_Instructions to follow_
Would you repeat the listing exactly but omit every picture?

## Start Data listing

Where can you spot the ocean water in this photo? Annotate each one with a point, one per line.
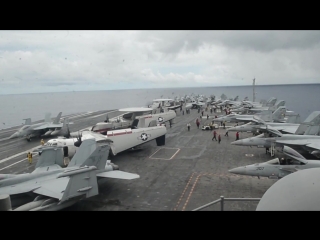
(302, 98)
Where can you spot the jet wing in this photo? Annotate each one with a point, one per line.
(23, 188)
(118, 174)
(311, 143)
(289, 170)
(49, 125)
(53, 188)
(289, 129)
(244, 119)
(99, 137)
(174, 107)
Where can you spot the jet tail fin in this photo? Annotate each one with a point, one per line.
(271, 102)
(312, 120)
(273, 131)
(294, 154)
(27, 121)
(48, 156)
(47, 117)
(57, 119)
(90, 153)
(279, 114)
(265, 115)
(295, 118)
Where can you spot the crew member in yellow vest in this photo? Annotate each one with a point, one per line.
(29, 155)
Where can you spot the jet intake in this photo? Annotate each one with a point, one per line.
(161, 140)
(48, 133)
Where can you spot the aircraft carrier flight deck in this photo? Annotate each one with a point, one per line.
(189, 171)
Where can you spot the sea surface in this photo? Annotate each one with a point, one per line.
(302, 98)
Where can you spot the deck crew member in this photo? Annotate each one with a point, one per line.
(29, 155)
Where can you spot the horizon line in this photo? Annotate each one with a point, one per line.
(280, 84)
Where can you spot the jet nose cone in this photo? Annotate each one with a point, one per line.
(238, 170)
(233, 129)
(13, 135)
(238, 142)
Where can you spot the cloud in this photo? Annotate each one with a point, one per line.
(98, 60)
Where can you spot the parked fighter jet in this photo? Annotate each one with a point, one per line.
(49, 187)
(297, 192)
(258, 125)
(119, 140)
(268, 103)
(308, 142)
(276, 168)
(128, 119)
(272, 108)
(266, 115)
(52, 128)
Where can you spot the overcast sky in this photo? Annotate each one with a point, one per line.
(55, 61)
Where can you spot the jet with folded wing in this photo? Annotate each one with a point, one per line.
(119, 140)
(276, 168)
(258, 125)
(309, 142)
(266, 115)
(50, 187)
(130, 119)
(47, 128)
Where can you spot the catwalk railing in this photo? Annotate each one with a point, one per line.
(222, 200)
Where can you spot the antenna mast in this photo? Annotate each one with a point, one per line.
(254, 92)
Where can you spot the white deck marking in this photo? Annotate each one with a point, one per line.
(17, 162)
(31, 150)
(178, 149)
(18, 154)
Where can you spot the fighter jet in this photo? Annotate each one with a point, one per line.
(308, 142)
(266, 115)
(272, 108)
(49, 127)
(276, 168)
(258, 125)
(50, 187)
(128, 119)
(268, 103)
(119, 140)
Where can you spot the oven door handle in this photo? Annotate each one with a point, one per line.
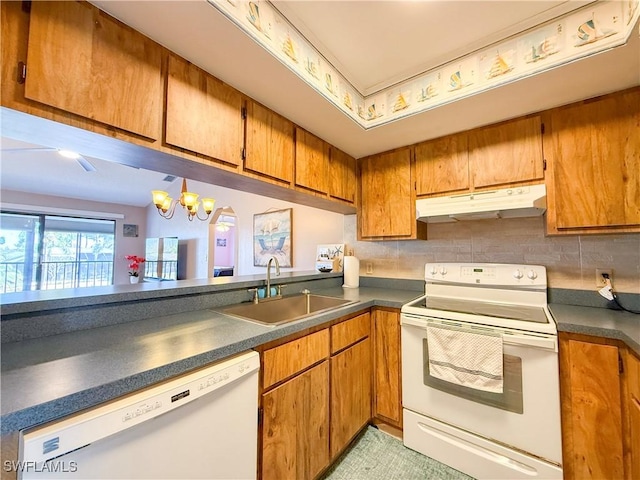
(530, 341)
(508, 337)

## End Data listing

_The reply_
Where can you spot the ocean water in this photo? Annotate each one with a point, one per line.
(302, 98)
Where can you spot the jet wing in this photo? Annotate each one with a point, one per line.
(23, 188)
(118, 174)
(311, 143)
(289, 170)
(49, 125)
(53, 188)
(289, 129)
(244, 119)
(99, 137)
(174, 107)
Where can you spot the jet tail fin in this photo? Annotate each one with a point, one per line.
(271, 102)
(312, 120)
(273, 131)
(294, 154)
(27, 121)
(48, 156)
(47, 117)
(57, 119)
(90, 153)
(279, 114)
(265, 115)
(295, 118)
Where can you spot the crew member in yellow vest in this photo? Annotate each one with a point, one per line.
(29, 155)
Where can you spot the jet intake in this photo? Annotate each one with a point, one per line.
(161, 140)
(48, 133)
Where can you spot the aircraft carrier flight deck in this photo? Annotate each one with a point, one per line.
(189, 171)
Where can you spot the sea surface in this photo? Annotate each one with a point, one per line.
(302, 98)
Where can you spot the deck crew member in this photo? Annotate each one with a point, one per line.
(29, 155)
Where can you spot the horizon line in this photo? Annotate each one with a point, one per line.
(280, 84)
Where can you spot the jet nose cone in this photo? Annotate each one with a point, one per line.
(238, 170)
(233, 129)
(13, 135)
(238, 142)
Where can you spot the cloud in this photo? Annotate each one with a point, one per line.
(98, 60)
Where can you spot the parked fighter jet in this photo? Annotate each one with a point, one per line.
(49, 187)
(297, 192)
(258, 125)
(119, 140)
(268, 103)
(308, 142)
(276, 168)
(128, 119)
(272, 108)
(266, 115)
(52, 128)
Where can you spot the overcast sky in this photo? Annotate each one with a point, one per line.
(55, 61)
Where can you spot the jet with folded wing in this photo? Annotate each one with a point, one per line.
(119, 140)
(276, 168)
(258, 125)
(309, 142)
(266, 115)
(50, 187)
(130, 119)
(47, 128)
Where can you spot the catwalk railing in this photo? Annotate each one with a point, one per line.
(222, 200)
Where can you spot the antenna mast in this photo? Annotate each one with a point, one per line.
(254, 92)
Where can you spot the white deck marking in this photo? Annotate each one with a point, one per line.
(17, 162)
(31, 150)
(178, 149)
(18, 154)
Where can you spot the fighter jet in this photo? Annotate each one with a point, one per line.
(308, 142)
(266, 115)
(272, 108)
(49, 127)
(276, 168)
(258, 125)
(50, 187)
(128, 119)
(268, 103)
(119, 140)
Where can you spot the oven door handle in this photo? Annotate each one with a point, one per line.
(530, 341)
(508, 337)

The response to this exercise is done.